* Document passage
Ethanol demand exploded after Congress in 2007 ordered that
15 billion gallons of corn ethanol be produced by 2015, and 36
billion by 2022, to help the U.S. move away from reliance on
imported fossil fuels.
But using a food crop for fuel was badly received by the increasingly
hungry rest of the world. “Producing biofuels today is a crime
against humanity,” United Nations special rapporteur for the right
to food Jean Ziegler told the German radio network Bayerischer
Runfunk on April 14, 2008.
By then, the FAO food price index showed a 57% global
increase since March 2007 in the cost of cereals, dairy produce,
meat, sugar, and edible oils. The White House estimate was
43%–but either way, the increase was almost unprecedented.
Defending the ethanol industry, U.S. President George W.
Bush at a May 5, 2008 press conference noted that 350 million of the
1.1 billion residents of India now enjoy a middle class standard of
living. “Their middle class is larger than our entire population,”
Bush said. “And when you start getting wealth, you start demanding
better nutrition and better food, and so demand is high, and that
causes the price to go up.”
Clarified deputy White House press secretary Scott Stanzel,
“As you increase your standard of living, the food you eat can
venture more into meats, that require more commodities to feed the
livestock, whether it’s corn or wheat or other commodities, and it
drives up the price.”
Wrote Guardian columnist George Monbiot on April 15, “You
have probably seen the figures by now: the price of rice has risen
by three-quarters in the past year, that of wheat by 130%. But I
bet you have missed the most telling statistic. At 2.1 billion metric
tons, last year’s global grain harvest broke all records by almost
5%.
“The crisis has begun before world food supplies are hit by
climate change,” Montbiot added. “If hunger can strike now, what
will happen if harvests decline?
“There is plenty of food,” Montbiot emphasized. “It is just
not reaching human stomachs. Of the 2.13 billion metric tons [of
grain] likely to be consumed this year, only 1.01 billion,
according to the FAO, will feed people. While 100 million metric
tons of food will be diverted this year to feed cars,” Monbiot
continued, “760 million metric tons will feed animals. This could
cover the global food deficit 14 times. If you care about hunger,
eat less meat.”
Montbiot acknowledged that “meat consumption is booming in
Asia and Latin America,” but pointed out that “booming” is relative.

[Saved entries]

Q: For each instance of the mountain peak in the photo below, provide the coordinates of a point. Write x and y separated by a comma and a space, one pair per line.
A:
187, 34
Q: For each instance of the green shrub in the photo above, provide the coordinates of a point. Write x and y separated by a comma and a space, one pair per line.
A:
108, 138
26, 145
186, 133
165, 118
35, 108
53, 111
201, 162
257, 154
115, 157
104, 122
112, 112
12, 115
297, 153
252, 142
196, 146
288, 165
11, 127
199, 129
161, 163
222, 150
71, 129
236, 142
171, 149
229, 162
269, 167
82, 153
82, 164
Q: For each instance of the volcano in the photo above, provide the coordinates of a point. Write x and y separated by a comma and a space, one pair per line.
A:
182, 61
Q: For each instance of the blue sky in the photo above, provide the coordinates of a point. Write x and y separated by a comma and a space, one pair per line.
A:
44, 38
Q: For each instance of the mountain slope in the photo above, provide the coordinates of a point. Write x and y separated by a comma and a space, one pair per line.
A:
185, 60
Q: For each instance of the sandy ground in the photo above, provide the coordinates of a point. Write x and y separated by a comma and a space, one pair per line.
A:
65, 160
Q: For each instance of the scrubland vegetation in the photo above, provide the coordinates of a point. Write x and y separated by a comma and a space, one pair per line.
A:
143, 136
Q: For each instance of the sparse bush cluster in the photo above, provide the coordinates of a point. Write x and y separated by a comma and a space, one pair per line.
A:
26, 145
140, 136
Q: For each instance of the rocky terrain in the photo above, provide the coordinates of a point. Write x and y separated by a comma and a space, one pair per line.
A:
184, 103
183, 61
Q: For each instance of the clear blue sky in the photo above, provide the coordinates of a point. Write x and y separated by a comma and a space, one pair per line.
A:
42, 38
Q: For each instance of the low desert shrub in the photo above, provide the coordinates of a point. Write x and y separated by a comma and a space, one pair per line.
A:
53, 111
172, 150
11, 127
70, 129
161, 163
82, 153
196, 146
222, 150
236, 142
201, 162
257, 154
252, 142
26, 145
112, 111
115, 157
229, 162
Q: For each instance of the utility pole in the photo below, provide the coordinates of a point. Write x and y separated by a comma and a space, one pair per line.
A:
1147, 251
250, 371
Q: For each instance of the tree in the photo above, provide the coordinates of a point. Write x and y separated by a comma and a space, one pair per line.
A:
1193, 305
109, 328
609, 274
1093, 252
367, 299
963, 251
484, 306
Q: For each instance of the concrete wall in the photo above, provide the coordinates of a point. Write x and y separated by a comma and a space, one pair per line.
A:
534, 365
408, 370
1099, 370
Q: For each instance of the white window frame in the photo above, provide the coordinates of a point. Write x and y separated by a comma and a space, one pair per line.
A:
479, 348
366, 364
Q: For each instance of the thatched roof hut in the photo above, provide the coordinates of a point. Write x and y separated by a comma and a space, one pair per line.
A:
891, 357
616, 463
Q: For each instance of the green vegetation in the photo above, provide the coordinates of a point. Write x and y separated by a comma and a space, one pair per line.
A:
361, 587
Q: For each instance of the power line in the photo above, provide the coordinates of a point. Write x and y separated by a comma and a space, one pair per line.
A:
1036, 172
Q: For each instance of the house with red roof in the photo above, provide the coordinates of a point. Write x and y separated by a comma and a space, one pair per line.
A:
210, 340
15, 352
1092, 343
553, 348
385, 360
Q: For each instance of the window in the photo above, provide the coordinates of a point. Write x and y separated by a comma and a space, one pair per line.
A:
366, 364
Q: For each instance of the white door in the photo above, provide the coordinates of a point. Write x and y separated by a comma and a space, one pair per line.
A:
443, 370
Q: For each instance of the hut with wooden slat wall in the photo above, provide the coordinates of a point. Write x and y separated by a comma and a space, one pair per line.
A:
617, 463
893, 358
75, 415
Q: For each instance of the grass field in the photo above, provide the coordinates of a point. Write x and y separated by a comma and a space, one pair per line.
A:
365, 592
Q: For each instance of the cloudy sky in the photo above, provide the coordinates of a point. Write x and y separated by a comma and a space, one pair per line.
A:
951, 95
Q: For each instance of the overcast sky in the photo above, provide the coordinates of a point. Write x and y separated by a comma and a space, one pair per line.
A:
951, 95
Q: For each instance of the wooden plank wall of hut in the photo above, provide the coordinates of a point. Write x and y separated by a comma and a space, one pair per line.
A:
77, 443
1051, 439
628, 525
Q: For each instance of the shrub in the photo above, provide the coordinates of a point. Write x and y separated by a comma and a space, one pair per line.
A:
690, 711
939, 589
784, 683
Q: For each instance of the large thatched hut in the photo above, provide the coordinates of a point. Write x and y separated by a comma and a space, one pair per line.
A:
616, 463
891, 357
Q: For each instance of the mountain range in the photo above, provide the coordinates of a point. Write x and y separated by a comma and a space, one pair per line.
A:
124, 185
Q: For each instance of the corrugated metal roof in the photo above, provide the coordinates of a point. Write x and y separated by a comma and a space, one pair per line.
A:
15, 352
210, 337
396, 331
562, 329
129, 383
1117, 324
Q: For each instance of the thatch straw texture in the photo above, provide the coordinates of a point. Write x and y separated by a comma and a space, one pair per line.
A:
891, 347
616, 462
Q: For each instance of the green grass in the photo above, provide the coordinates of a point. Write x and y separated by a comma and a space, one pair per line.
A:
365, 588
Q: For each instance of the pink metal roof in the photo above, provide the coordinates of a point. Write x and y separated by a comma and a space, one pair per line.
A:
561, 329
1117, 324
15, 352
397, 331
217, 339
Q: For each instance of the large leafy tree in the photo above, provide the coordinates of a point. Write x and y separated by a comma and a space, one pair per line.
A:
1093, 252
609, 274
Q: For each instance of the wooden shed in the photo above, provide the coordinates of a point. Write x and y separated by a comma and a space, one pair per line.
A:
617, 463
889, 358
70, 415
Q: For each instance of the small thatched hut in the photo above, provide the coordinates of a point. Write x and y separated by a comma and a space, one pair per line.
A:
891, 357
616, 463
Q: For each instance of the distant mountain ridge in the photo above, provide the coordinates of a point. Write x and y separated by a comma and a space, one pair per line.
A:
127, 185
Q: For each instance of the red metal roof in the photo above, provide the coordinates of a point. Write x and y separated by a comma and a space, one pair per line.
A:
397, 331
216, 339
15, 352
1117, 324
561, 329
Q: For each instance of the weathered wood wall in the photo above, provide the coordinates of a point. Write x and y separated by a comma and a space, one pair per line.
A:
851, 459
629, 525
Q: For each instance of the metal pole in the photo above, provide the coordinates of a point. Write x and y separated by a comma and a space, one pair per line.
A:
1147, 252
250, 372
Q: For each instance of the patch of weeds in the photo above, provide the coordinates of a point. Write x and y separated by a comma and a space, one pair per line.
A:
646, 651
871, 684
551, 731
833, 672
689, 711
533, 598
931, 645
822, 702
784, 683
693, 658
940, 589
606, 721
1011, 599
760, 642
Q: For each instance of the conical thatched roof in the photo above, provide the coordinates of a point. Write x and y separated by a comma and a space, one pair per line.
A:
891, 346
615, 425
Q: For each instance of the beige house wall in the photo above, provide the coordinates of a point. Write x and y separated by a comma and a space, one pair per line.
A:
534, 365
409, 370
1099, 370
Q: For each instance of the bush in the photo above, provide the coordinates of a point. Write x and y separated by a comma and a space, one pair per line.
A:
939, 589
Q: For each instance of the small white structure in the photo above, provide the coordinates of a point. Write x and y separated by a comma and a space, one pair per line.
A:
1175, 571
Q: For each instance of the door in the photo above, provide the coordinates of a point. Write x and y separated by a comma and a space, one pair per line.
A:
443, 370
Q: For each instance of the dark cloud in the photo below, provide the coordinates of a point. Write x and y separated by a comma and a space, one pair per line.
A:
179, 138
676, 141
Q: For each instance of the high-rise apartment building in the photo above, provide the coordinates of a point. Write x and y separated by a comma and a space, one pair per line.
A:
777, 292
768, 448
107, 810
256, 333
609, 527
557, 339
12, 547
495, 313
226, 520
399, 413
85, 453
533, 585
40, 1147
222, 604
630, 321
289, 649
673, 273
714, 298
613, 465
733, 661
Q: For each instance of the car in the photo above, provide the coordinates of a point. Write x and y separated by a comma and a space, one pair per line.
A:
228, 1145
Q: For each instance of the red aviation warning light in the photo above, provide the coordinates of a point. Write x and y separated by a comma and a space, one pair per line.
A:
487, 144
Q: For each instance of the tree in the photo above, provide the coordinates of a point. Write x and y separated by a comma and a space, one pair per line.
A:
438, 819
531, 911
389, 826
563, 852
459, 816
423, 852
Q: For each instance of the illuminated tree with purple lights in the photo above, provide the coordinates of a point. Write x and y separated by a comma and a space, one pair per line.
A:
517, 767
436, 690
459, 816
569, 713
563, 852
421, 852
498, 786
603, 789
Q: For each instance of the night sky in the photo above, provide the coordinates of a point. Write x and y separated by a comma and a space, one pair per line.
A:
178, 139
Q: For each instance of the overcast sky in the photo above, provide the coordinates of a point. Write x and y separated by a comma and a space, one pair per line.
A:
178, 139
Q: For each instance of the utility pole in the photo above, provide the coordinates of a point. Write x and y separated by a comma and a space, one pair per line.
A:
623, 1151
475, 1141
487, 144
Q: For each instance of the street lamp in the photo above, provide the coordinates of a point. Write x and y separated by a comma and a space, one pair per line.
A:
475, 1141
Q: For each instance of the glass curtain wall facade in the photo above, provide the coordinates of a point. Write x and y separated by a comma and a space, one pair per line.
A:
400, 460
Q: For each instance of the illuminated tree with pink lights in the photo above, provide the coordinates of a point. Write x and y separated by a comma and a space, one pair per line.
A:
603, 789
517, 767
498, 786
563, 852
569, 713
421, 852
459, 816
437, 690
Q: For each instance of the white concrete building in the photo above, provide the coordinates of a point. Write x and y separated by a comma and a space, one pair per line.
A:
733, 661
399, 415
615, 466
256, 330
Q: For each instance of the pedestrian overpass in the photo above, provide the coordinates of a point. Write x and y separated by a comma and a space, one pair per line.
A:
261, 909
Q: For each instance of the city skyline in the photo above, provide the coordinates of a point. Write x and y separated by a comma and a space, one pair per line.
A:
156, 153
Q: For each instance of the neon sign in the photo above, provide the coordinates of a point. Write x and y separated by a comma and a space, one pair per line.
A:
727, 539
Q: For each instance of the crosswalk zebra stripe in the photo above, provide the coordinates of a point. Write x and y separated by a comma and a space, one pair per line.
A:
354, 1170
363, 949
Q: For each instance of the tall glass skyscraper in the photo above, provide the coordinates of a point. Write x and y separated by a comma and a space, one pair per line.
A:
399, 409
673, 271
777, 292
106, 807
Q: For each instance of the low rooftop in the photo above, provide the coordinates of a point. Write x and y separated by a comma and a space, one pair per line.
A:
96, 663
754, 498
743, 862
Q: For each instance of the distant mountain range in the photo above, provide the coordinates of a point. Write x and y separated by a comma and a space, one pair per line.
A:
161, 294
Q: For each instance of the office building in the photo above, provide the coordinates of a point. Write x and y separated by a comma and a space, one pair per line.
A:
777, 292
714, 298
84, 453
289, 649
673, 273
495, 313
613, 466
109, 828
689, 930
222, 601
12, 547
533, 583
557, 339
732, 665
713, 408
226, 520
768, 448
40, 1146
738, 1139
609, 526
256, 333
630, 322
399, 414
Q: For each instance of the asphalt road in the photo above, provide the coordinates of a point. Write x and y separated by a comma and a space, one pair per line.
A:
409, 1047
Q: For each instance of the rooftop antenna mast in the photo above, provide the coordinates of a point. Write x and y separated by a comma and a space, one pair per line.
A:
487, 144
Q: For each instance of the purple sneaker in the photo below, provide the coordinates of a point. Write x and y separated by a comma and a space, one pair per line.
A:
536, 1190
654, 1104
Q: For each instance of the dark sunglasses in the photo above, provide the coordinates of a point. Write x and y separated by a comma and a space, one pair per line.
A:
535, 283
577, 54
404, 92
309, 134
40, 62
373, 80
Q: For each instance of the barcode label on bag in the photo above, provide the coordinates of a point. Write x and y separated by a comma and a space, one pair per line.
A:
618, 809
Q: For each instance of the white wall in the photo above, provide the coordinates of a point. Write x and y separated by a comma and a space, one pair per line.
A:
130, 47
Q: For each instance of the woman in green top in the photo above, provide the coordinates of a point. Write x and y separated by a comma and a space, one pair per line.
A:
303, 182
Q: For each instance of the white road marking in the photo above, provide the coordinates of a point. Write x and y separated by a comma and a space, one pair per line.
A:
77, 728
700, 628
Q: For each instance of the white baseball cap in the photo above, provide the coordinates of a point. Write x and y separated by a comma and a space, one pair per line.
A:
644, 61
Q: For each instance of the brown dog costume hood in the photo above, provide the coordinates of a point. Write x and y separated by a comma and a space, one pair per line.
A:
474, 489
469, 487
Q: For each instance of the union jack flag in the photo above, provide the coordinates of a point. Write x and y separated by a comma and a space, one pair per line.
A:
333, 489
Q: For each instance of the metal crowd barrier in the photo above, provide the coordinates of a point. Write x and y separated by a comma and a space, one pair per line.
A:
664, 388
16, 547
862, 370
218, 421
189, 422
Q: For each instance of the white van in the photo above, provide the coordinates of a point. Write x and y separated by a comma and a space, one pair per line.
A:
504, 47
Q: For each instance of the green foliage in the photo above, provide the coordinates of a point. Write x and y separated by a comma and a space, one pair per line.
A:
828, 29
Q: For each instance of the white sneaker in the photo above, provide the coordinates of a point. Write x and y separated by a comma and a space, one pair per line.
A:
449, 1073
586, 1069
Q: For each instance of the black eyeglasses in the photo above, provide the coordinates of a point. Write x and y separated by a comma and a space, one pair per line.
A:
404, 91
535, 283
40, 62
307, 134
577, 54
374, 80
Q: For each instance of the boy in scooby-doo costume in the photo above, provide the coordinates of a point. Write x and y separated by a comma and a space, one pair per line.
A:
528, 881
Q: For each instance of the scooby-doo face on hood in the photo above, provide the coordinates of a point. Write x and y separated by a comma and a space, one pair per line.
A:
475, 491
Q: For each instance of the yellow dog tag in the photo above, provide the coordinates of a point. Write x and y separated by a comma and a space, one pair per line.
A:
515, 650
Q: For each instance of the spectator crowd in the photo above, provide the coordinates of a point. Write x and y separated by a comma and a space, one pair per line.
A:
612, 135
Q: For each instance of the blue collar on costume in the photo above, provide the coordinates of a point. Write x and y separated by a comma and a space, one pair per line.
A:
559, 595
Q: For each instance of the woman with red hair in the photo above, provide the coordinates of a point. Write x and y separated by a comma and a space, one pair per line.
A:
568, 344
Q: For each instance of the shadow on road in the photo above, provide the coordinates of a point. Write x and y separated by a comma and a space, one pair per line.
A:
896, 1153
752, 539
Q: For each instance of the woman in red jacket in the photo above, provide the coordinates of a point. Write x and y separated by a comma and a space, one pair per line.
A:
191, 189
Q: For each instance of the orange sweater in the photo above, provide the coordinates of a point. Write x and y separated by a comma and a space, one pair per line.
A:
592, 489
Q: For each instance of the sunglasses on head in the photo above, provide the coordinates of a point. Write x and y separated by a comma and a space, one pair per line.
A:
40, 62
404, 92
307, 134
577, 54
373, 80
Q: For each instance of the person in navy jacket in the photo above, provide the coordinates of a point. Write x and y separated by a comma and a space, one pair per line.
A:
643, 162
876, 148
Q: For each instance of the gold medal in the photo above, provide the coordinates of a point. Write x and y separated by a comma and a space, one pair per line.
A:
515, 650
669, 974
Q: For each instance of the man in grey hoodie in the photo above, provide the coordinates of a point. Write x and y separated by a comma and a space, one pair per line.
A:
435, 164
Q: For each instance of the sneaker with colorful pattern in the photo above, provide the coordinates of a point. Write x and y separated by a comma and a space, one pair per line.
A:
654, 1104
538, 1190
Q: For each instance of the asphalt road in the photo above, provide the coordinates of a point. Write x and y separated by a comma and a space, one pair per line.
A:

* Assignment 1
Translate this sentence from the passage on ethanol and food prices into Spanish: "By then, the FAO food price index showed a 57% global increase since March 2007 in the cost of cereals, dairy produce, meat, sugar, and edible oils."
* Assignment 2
Please write the next few sentences of the passage on ethanol and food prices, picking up after its last sentence.
The rows have nothing to do with the passage on ethanol and food prices.

* Expected answer 1
Para entonces, el índice de precios de los alimentos de la FAO mostraba un aumento mundial del 57 % desde marzo de 2007 en el costo de los cereales, los productos lácteos, la carne, el azúcar y los aceites comestibles.

* Expected answer 2
British meat consumption “is still 40% above the global average,” he
wrote, “though less than half the amount consumed in the United
States.” Sustainable use of meat and milk, Monbiot calculated,
would be about 30% below the current world rate, 40% of British
consumption, 20% of the U.S. rate.
“The only reasonable answer to the question of how much meat
we should eat,” Monbiot concluded, as a non-vegetarian, “is as
little as possible.”
Seeking ways to keep meat consumption and profits high,
European producers meanwhile pressured the European Union to again
allow poultry producers to mix the offal from pig slaughtering into
feedstuffs.
“The practice, banned in Europe” in 1996 to prevent the
spread of mad cow disease, “would save farmers millions of pounds as
prices of cereal feed for chickens soar,” reported London Observer
science editor Robin McKie.
“This is a sinful idea,” responded Abdel Majid-Katme of the
Islamic Medical Association.
The Royal SPCA, wrote McKie, “said it had major concerns about
the health risks involved,” while the [British] Depart-ment for the
Environment, Food and Rural Affairs “said it would back the move only
if proper safety tests were introduced.”
The spring 2008 grain shortage is “the worst crisis of its
kind in more than 30 years,” United Nations economist and special
advisor to the secretary general Jeffrey D. Sachs told Associated
Press.
Evaluating rising consumption of animal products in India and
China, ANIMAL PEOPLE predicted in a June 1997 cover feature that,
“As the wealthier part of each society eats more meat, the poor will
find it harder not only to buy the grain to feed livestock, but
also–in time–to buy enough grain to feed themselves.”